(Written exercise):
In the lines below, from the one containing "of the protest" through the end of the records, replace "Query" with "Label" and keep everything else the same. Give only those lines, leaving the pictures out.

(Input material):
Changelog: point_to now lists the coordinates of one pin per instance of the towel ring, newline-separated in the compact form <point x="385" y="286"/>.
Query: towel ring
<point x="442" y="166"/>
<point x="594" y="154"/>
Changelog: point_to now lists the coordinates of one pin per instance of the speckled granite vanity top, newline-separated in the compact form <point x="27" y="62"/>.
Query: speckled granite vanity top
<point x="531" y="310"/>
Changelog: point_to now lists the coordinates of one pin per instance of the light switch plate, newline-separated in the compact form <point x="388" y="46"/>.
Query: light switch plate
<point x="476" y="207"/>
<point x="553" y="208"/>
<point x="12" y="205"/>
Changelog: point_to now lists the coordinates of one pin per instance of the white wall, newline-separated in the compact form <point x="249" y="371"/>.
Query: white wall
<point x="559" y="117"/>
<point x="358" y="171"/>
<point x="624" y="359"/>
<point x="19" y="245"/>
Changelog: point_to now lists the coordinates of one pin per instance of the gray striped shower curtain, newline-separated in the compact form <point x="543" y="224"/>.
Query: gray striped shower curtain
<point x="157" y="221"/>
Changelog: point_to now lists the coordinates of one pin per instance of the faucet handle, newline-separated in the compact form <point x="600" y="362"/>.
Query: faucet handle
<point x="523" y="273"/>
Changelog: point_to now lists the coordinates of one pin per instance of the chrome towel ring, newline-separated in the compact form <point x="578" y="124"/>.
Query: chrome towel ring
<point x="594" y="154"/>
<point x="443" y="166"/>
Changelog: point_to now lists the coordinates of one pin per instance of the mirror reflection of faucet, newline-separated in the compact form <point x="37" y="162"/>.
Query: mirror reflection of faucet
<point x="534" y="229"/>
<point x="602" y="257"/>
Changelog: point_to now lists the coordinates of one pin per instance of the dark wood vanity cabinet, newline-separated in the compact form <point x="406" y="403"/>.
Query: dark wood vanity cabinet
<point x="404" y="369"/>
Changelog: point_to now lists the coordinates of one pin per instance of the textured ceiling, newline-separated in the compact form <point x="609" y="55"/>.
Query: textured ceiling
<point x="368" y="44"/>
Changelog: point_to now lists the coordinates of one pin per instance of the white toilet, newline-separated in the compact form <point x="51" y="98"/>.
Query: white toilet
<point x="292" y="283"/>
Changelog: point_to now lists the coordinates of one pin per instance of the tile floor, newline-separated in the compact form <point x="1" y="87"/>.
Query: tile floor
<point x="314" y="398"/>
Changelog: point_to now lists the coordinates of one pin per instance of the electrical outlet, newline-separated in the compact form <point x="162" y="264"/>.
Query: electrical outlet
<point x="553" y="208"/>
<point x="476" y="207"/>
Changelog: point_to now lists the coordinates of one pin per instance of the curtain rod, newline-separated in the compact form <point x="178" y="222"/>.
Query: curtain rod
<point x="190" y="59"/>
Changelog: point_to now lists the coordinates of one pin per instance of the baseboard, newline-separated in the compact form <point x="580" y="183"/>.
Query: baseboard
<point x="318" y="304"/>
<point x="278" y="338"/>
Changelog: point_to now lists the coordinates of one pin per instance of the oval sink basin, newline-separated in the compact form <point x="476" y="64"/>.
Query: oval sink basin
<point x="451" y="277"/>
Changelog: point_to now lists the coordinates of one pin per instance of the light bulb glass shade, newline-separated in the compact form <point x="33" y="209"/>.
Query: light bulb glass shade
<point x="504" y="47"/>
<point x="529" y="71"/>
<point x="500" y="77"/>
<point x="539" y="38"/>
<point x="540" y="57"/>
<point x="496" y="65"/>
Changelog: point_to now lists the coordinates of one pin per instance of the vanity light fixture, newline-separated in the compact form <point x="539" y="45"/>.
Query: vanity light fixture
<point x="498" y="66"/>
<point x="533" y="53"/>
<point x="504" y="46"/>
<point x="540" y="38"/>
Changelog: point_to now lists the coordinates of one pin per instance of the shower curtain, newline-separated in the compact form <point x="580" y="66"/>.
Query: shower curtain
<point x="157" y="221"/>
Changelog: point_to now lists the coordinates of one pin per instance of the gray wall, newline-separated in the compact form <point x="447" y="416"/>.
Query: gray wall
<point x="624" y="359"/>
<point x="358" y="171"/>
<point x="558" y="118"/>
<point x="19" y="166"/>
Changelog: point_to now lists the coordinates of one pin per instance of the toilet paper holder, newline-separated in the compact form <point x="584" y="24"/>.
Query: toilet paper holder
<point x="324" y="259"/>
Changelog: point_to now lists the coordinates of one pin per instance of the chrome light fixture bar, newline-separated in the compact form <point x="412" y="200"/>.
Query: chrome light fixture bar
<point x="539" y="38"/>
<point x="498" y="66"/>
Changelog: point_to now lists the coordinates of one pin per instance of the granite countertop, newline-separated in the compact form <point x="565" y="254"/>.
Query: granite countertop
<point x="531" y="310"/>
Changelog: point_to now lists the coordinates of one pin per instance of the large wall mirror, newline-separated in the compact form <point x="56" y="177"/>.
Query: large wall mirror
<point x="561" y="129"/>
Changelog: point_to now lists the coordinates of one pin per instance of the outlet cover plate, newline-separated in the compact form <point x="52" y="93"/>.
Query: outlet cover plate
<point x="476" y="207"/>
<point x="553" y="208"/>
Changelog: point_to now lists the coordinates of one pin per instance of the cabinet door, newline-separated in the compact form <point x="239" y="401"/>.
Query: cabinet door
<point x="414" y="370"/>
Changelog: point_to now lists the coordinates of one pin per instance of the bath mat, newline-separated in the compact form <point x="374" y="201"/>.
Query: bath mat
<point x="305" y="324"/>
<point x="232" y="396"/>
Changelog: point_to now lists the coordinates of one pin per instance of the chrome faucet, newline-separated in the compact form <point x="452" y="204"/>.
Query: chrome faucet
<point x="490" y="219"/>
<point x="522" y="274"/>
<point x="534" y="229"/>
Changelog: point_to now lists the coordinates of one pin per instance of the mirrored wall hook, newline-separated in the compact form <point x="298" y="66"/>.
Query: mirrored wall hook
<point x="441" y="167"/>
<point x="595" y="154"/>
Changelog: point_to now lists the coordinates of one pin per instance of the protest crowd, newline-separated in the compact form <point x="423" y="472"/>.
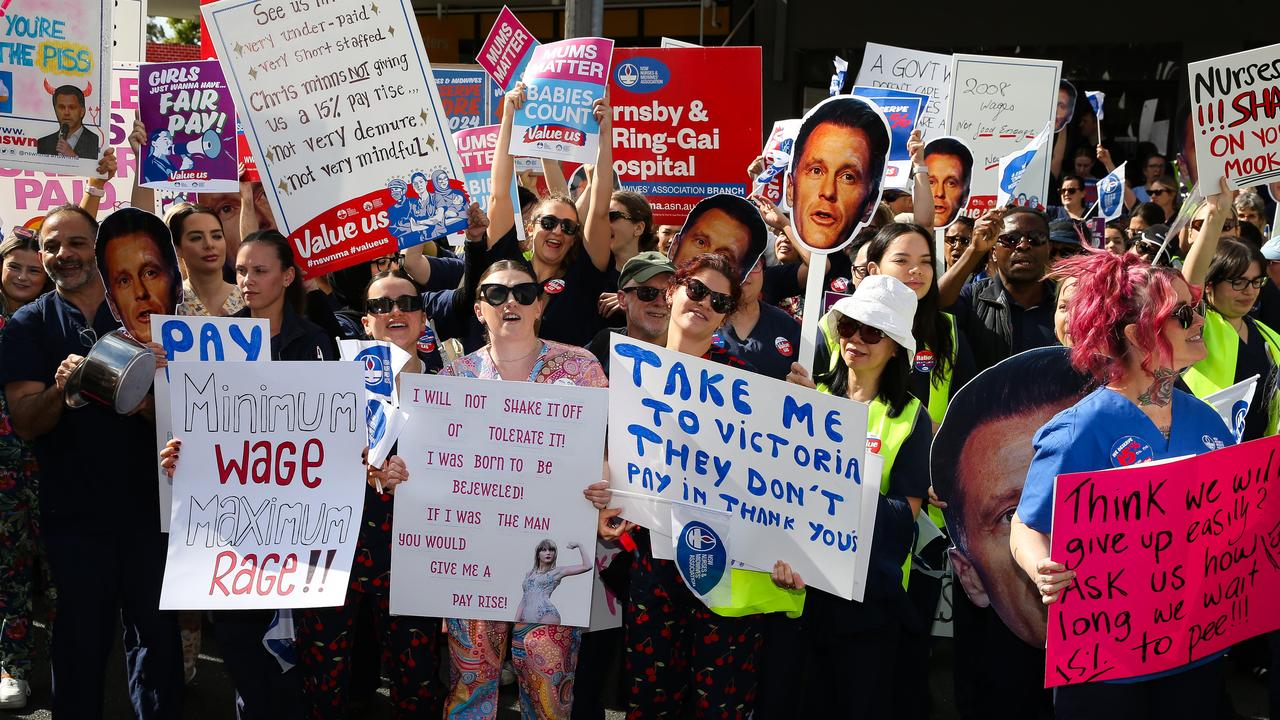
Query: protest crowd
<point x="997" y="341"/>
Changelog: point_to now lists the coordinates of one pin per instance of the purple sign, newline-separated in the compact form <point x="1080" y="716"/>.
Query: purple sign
<point x="191" y="127"/>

(Answer to the problem):
Changelog: point_to now lists the coordinates of one pin per instance of the protest crowd, newline-separated in the compact form <point x="423" y="472"/>.
Label: protest crowd
<point x="997" y="341"/>
Changelog: point_to now lists the coordinates of one pin per instance of the purple sign, newline-separated in the compact form <point x="1080" y="716"/>.
Label: purple sign
<point x="191" y="127"/>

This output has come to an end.